§ **TASK GOAL**
Exactly and only the lines from the one containing "beak on this photo." through the close of the entries below are to be set down.
>>
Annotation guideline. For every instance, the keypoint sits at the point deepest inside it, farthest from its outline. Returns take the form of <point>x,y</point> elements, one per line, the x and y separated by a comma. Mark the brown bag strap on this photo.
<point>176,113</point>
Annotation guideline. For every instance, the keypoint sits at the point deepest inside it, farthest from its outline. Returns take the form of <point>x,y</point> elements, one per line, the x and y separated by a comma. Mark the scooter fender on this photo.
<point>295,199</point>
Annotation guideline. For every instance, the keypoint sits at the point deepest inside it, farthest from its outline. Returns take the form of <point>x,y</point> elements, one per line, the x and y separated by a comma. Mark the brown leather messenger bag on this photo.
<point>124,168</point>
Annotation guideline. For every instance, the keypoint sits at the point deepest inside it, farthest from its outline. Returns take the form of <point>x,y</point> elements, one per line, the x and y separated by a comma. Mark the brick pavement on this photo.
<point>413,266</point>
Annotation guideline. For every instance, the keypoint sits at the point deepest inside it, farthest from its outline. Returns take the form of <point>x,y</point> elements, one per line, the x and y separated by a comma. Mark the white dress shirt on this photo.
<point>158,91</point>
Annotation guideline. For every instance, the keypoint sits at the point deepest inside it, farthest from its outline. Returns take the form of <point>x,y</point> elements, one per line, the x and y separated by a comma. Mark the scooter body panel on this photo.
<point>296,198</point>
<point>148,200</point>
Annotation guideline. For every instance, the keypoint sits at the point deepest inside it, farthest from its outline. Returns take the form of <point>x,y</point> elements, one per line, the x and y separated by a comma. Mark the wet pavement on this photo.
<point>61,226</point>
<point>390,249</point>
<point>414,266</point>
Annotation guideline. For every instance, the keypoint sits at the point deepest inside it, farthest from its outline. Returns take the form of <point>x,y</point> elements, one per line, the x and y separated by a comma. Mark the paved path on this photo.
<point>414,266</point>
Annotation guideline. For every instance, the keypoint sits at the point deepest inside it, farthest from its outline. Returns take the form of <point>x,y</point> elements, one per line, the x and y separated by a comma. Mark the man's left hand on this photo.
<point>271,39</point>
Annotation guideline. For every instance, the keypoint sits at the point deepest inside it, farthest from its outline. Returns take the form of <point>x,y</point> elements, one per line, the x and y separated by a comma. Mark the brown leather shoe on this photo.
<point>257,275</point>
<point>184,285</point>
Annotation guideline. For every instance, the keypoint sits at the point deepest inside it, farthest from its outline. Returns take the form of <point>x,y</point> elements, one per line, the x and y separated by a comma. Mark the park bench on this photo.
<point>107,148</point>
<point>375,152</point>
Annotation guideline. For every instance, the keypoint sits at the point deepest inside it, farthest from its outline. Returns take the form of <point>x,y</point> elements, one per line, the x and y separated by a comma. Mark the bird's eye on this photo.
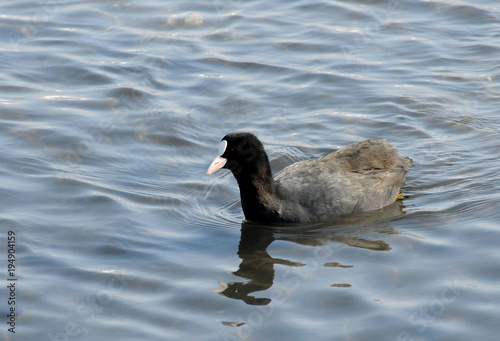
<point>222,147</point>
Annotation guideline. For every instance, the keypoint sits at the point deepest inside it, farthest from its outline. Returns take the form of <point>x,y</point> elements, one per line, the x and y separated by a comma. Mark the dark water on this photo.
<point>111,111</point>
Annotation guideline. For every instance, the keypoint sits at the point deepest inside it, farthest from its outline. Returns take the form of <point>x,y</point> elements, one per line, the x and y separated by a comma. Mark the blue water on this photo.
<point>110,113</point>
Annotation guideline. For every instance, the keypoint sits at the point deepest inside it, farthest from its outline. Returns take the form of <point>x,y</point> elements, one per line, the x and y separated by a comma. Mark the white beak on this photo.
<point>216,164</point>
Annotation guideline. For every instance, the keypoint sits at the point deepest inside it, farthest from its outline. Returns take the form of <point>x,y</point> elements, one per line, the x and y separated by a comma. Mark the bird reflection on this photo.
<point>257,266</point>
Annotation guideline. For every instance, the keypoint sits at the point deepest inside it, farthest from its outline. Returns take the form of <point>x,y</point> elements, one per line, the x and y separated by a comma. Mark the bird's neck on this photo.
<point>257,191</point>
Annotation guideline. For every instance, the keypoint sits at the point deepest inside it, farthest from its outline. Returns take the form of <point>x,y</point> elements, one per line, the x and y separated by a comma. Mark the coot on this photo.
<point>363,176</point>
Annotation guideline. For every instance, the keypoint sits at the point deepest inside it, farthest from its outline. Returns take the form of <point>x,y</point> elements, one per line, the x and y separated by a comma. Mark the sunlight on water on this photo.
<point>111,113</point>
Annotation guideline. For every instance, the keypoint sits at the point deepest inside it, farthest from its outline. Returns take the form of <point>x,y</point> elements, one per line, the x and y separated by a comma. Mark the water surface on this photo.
<point>110,113</point>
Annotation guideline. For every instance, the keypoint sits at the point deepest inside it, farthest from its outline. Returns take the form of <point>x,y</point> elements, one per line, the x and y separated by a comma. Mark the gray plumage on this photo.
<point>363,176</point>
<<
§ **SOLUTION TO THIS TASK**
Annotation guideline. For every instance, the keypoint sits at the point deepest inside it, farthest from its outline. Returns take the form of <point>x,y</point> elements, one per line, the x and y separated by a comma. Mark the white beak on this photo.
<point>216,164</point>
Annotation guideline. For every instance, the keypoint sits at the point deepest inside it, farthest from its outline. Returns take the form of <point>x,y</point> elements, one per line, the x and y separated by a comma. Mark the bird reflection on this photo.
<point>257,266</point>
Annotation guideline. For every instance, the keypoint sits at the point deepest inside it, farthest from its outline. Returns take the form of <point>x,y</point> elements, one per line, the x and y separated by a comma. Mark the bird's neck on this photo.
<point>257,191</point>
Annotation guideline. For every instance, the keypoint sits at the point deepest inside it, farthest from its outline. Returns take the form of <point>x,y</point> elements, one per line, the x and y separated by a comma. Mark the coot on this photo.
<point>363,176</point>
Annotation guideline. For every instance, the keypoint sits at the point deepest inside it, farthest from its outline. Returns take the form of <point>x,y</point> elements, one per line, the x and y separated by a comma. Mark the sunlight on water on this photo.
<point>111,113</point>
Annotation guideline. For every instance, the keypoint sits at the point deepest inside it, farthest from its outline. Returns take the form of <point>x,y</point> elements, one per line, the x and y separated by a comma. Mark the water surface on this photo.
<point>110,113</point>
Annotation guideline. For every instance, the keypoint sits at the point deepest inside it, farthest from its outline. Returns take the form of <point>x,y</point> elements, one per line, the x and y separated by a comma. Mark the gray plumage on this photo.
<point>363,176</point>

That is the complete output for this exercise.